- [DATA FOR THIS TASK]:
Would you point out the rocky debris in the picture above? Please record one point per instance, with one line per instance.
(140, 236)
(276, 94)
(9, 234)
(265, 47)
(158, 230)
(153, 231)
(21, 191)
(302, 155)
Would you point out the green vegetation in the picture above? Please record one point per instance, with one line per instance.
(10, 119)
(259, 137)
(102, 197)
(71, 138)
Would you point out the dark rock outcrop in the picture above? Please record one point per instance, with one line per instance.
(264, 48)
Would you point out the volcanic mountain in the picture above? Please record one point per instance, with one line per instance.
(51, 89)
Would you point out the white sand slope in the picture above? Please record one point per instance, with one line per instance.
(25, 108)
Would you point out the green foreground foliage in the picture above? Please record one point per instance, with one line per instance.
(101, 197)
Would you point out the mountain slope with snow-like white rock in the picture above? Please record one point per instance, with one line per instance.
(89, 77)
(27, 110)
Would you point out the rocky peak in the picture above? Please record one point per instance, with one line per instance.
* * *
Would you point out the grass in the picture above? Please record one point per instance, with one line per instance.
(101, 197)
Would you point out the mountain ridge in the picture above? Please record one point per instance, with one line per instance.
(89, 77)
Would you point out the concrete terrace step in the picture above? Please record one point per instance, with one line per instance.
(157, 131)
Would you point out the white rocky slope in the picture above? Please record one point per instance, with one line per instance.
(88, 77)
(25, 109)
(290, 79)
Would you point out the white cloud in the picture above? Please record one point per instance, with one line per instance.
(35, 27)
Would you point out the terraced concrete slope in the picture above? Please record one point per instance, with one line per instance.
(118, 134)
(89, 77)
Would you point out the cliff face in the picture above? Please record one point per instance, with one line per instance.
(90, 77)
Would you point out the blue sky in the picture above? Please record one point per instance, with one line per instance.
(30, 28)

- [PROBLEM TO SOLVE]: Rewrite the lines beginning with the one that contains "Would you point out the dark" and continuing through the one that contains "Would you point out the rocky peak", putting "occurrence" wherever "instance" appears and changing nothing else.

- [FULL OUTPUT]:
Would you point out the dark rock outcrop in the picture above? Please record one point per occurrence, with one line per occurrence.
(264, 48)
Would you point out the volcanic mountain in the picture above? Please record one point per occurrence, with one line per occurrence.
(51, 89)
Would you point out the white sand slope in the picture above? Please record one point per occurrence, with one line per occurrence.
(25, 108)
Would you point out the green foreground foliage in the picture above? Please record one point per occurrence, with one line per occurrence.
(101, 197)
Would you point out the mountain slope with snow-like white rock in the picture above? Please record one point per occurrence, with one line per occurrence.
(89, 77)
(27, 110)
Would you point out the rocky peak in the picture above? Please record one point per occurrence, with one line per occurrence.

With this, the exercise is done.